**Data extracts**
((
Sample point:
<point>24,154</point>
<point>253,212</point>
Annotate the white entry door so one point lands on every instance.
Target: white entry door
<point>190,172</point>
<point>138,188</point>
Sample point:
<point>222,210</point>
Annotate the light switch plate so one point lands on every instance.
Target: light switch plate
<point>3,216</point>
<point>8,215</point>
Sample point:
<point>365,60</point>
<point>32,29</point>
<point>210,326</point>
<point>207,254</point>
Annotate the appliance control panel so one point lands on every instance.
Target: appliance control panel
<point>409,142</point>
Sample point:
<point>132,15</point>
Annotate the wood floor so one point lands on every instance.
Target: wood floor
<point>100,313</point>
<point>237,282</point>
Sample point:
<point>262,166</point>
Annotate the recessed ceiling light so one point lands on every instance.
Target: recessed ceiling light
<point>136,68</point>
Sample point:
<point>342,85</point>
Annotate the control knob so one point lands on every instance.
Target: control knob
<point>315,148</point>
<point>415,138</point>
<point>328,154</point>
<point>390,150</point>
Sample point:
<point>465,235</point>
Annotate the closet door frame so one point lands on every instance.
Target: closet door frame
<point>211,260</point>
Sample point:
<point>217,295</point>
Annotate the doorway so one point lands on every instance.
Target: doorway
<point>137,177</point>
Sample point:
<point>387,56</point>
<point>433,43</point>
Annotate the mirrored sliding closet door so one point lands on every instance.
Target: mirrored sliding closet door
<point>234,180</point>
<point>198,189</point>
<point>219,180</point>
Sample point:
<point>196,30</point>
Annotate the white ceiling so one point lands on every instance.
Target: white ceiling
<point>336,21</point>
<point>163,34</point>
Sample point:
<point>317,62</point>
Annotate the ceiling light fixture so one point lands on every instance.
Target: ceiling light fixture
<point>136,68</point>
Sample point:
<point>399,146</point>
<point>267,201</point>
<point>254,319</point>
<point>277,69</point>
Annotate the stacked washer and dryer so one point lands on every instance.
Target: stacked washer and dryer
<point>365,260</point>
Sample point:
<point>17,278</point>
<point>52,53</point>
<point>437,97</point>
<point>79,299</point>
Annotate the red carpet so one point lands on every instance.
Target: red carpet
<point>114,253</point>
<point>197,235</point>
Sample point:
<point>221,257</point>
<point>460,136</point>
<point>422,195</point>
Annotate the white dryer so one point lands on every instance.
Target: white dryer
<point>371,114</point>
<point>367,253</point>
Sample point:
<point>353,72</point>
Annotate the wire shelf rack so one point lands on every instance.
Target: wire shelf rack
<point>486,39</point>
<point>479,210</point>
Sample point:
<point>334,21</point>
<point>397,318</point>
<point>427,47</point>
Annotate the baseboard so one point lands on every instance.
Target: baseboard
))
((
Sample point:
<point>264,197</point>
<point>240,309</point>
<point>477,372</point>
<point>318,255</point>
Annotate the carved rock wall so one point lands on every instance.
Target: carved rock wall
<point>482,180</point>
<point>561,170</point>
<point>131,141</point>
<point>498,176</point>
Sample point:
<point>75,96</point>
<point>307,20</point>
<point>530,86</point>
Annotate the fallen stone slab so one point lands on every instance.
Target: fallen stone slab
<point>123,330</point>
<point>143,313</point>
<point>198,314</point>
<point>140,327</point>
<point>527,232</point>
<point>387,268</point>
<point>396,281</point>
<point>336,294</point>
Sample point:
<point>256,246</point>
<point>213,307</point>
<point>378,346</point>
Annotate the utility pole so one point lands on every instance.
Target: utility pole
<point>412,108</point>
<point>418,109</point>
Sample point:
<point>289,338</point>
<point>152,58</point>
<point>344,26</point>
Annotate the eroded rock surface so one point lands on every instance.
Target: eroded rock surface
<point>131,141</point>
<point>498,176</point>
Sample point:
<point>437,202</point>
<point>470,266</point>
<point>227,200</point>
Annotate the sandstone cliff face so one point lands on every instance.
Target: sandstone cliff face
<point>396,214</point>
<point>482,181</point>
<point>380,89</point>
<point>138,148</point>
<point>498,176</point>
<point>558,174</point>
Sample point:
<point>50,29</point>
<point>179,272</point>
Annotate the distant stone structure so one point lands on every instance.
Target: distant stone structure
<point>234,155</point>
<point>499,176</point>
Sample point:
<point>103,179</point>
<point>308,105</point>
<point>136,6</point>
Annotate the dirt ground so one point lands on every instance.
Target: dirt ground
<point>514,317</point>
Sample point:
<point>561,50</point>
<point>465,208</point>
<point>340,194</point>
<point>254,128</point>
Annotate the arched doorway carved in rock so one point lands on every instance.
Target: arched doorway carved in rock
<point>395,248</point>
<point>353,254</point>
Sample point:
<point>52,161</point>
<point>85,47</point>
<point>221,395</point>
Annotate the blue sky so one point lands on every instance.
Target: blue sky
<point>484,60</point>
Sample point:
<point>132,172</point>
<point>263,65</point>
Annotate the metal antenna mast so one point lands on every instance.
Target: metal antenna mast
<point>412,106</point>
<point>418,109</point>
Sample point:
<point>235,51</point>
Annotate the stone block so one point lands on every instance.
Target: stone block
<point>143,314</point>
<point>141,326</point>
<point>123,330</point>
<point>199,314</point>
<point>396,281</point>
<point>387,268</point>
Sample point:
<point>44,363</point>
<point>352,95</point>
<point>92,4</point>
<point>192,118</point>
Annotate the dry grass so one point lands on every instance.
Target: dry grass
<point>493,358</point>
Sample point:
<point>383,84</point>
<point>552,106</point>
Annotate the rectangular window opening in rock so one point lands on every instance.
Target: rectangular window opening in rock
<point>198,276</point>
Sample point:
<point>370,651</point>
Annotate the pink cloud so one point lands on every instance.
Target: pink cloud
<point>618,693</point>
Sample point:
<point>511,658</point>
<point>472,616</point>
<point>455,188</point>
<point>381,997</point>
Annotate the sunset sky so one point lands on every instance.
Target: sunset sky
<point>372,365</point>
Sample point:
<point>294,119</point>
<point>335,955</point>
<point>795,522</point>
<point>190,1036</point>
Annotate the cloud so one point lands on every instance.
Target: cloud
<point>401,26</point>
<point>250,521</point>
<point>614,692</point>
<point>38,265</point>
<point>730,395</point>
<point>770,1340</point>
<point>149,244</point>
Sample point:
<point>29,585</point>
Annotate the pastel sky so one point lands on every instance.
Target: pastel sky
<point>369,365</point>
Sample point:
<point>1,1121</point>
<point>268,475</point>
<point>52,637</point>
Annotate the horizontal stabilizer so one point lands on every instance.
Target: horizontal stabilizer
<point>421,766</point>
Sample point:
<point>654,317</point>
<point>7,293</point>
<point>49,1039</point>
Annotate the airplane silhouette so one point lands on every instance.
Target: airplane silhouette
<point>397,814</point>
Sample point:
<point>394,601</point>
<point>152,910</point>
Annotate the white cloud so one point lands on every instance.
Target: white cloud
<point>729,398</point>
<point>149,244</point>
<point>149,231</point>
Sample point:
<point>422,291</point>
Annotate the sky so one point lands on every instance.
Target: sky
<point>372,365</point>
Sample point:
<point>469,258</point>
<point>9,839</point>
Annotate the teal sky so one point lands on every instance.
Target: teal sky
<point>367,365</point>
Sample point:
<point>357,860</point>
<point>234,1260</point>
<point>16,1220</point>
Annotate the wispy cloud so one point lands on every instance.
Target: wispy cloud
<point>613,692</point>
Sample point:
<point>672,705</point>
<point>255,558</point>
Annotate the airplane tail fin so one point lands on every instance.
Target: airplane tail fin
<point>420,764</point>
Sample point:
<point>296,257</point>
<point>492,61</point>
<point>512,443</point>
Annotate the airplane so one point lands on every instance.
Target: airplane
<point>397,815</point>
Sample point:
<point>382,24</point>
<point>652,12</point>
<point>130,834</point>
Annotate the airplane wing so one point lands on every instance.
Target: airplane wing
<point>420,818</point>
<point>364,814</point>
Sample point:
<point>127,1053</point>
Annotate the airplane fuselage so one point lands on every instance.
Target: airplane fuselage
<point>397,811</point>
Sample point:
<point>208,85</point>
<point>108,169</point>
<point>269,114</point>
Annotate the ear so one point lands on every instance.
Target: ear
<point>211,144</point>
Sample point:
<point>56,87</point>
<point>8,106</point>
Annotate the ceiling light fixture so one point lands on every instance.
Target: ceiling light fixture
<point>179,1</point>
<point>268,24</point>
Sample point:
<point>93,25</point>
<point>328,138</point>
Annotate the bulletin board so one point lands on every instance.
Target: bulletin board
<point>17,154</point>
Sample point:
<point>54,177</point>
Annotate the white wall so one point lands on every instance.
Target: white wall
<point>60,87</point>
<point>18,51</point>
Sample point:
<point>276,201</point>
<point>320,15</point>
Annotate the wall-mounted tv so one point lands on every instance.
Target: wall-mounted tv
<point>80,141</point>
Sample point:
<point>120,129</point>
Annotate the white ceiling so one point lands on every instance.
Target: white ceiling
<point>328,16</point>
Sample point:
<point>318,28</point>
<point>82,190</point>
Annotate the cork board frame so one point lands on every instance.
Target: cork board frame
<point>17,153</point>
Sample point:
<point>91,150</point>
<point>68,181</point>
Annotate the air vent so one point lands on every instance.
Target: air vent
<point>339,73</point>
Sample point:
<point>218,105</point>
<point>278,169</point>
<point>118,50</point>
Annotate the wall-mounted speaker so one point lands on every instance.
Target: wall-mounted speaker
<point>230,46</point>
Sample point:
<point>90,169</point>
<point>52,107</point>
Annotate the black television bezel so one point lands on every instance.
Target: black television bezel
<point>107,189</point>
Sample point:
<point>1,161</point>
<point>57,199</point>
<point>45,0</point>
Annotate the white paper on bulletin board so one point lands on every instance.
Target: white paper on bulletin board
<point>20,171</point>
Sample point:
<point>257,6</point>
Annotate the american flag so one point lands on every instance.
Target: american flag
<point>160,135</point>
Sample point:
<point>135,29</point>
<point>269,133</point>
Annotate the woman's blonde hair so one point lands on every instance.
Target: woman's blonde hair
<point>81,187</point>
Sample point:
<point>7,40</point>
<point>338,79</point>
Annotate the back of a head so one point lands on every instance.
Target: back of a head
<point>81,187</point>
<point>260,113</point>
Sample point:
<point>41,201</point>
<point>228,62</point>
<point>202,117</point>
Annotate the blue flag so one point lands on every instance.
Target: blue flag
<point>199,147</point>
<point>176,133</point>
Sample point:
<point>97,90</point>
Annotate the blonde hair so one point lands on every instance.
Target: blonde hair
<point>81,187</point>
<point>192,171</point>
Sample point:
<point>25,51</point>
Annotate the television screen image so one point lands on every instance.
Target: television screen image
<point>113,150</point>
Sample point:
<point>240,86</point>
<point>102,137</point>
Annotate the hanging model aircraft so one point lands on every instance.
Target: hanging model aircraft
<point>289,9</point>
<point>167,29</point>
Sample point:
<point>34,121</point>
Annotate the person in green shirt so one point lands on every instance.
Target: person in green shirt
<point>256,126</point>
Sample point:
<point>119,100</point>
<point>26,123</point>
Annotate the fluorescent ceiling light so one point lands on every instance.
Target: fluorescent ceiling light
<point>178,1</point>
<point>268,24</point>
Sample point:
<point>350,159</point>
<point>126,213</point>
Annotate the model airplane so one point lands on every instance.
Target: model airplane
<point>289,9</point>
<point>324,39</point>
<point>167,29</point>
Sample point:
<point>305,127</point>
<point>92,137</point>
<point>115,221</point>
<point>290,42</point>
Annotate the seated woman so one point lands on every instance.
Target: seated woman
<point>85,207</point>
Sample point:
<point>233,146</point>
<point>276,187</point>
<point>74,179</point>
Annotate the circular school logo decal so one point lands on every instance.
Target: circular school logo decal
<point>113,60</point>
))
((
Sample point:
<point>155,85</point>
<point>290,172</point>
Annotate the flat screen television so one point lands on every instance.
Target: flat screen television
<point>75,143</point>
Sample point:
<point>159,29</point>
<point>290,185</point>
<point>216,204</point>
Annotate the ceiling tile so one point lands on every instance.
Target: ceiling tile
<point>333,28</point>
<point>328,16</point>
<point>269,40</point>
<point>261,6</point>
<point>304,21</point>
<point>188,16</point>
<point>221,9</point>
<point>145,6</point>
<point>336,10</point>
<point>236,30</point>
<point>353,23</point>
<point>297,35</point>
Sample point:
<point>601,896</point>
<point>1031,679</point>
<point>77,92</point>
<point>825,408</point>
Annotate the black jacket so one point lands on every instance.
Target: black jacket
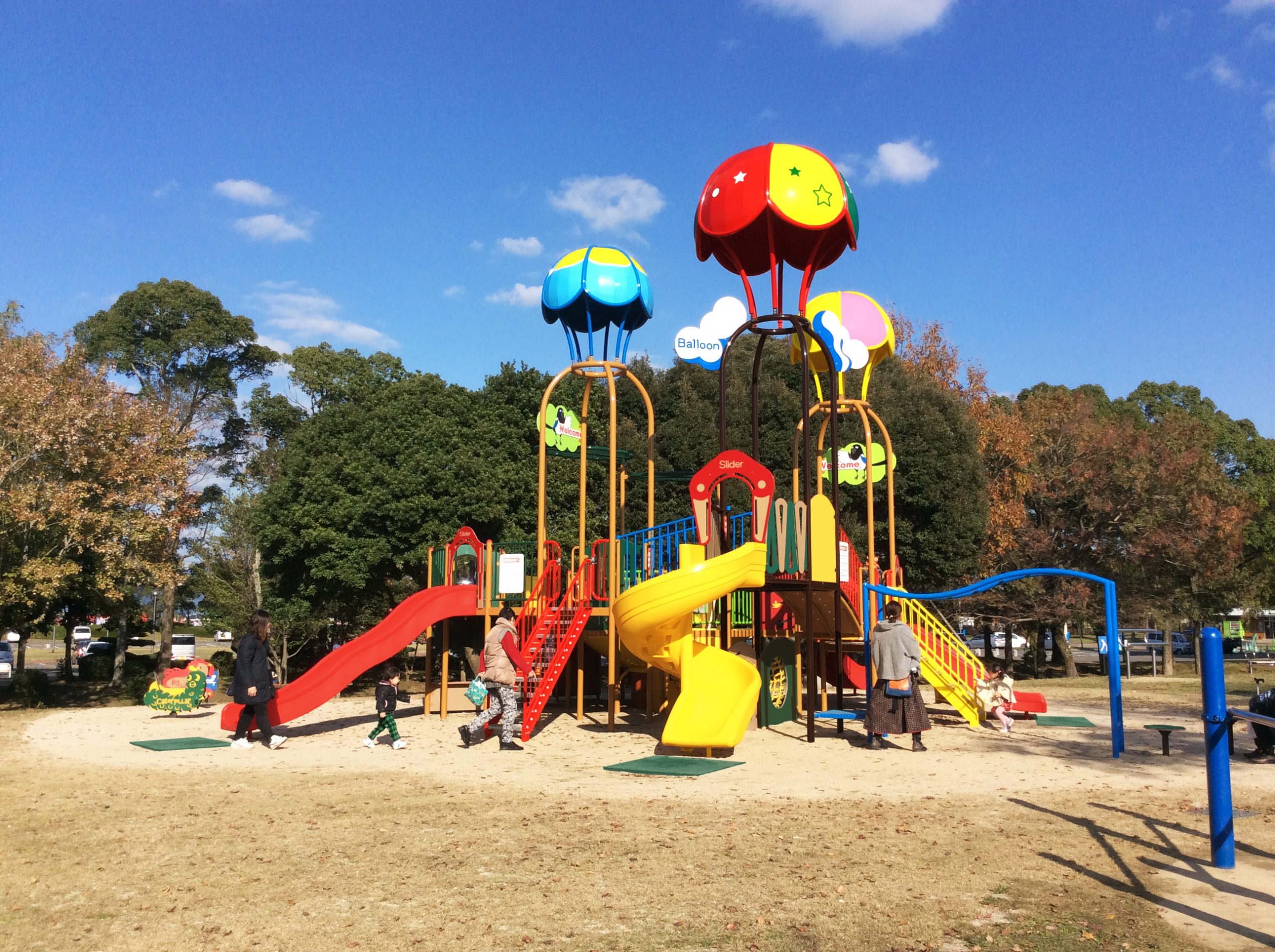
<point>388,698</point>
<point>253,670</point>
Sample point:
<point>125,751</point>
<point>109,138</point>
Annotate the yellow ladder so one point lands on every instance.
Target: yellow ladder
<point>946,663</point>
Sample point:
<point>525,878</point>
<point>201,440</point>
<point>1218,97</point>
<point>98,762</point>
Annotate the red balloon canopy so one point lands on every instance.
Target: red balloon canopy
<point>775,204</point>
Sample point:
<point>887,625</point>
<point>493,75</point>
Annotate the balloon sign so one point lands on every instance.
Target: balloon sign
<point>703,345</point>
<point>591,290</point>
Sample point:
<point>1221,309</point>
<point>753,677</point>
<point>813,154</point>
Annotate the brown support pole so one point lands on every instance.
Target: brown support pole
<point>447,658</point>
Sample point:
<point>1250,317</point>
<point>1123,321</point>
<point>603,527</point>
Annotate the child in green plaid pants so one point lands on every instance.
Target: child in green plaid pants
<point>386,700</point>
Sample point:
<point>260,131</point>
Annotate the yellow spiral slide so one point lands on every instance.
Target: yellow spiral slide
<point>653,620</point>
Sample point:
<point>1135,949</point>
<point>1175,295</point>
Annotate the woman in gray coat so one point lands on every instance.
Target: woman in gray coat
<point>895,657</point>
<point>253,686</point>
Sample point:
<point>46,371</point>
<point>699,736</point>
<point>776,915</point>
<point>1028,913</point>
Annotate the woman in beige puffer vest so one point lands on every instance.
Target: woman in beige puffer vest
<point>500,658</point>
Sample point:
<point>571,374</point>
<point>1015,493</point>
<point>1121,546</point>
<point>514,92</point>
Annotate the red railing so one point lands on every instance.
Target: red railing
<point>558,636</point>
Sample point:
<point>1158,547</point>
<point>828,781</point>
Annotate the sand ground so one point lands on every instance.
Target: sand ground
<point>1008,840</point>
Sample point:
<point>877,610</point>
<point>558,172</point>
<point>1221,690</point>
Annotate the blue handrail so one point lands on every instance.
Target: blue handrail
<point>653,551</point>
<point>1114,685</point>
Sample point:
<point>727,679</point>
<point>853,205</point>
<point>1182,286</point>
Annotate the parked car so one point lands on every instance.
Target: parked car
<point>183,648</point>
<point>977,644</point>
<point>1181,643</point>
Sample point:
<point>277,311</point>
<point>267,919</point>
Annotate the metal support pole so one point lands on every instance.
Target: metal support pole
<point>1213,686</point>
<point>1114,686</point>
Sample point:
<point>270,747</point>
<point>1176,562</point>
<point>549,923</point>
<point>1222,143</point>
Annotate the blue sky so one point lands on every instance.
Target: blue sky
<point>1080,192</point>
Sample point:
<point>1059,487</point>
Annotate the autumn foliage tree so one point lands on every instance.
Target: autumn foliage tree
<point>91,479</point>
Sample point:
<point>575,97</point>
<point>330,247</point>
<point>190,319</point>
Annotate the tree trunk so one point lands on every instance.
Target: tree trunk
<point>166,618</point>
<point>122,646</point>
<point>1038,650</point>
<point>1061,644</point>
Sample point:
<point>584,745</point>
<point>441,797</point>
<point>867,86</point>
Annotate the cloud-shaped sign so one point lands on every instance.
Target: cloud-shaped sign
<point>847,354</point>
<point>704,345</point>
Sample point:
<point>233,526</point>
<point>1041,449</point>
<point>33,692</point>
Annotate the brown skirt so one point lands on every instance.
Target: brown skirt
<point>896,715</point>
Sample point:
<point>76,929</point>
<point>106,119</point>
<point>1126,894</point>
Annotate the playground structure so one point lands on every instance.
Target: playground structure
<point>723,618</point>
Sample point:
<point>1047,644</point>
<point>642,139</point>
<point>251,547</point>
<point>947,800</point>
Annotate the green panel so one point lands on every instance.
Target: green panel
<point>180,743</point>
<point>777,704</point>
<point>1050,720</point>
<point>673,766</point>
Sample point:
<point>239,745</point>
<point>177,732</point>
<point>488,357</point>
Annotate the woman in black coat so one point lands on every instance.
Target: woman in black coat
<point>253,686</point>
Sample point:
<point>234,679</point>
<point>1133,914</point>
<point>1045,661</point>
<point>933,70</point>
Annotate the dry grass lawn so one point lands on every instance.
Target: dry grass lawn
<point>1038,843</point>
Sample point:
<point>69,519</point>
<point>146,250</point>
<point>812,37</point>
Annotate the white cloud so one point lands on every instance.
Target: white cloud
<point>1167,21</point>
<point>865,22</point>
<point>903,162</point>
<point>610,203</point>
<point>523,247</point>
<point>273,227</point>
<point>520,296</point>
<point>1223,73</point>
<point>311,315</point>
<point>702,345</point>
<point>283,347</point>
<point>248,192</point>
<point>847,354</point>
))
**About this exercise**
Copy the stretch of the records above that runs from the line with "Annotate the red carpet" through the line with "Target: baseboard". Both end lines belong in the copy, and nothing else does.

**Exercise solution**
Annotate the red carpet so one point lands on every instance.
Target: red carpet
<point>114,253</point>
<point>197,235</point>
Sample point:
<point>221,257</point>
<point>460,136</point>
<point>422,195</point>
Annotate the white dryer so one point lands on every instance.
Target: white dryer
<point>371,114</point>
<point>367,253</point>
Sample point:
<point>353,72</point>
Annotate the wire shelf rack so one point lands on every instance.
Target: wire shelf rack
<point>486,39</point>
<point>479,210</point>
Sample point:
<point>334,21</point>
<point>397,318</point>
<point>427,47</point>
Annotate the baseboard so one point lands on every instance.
Target: baseboard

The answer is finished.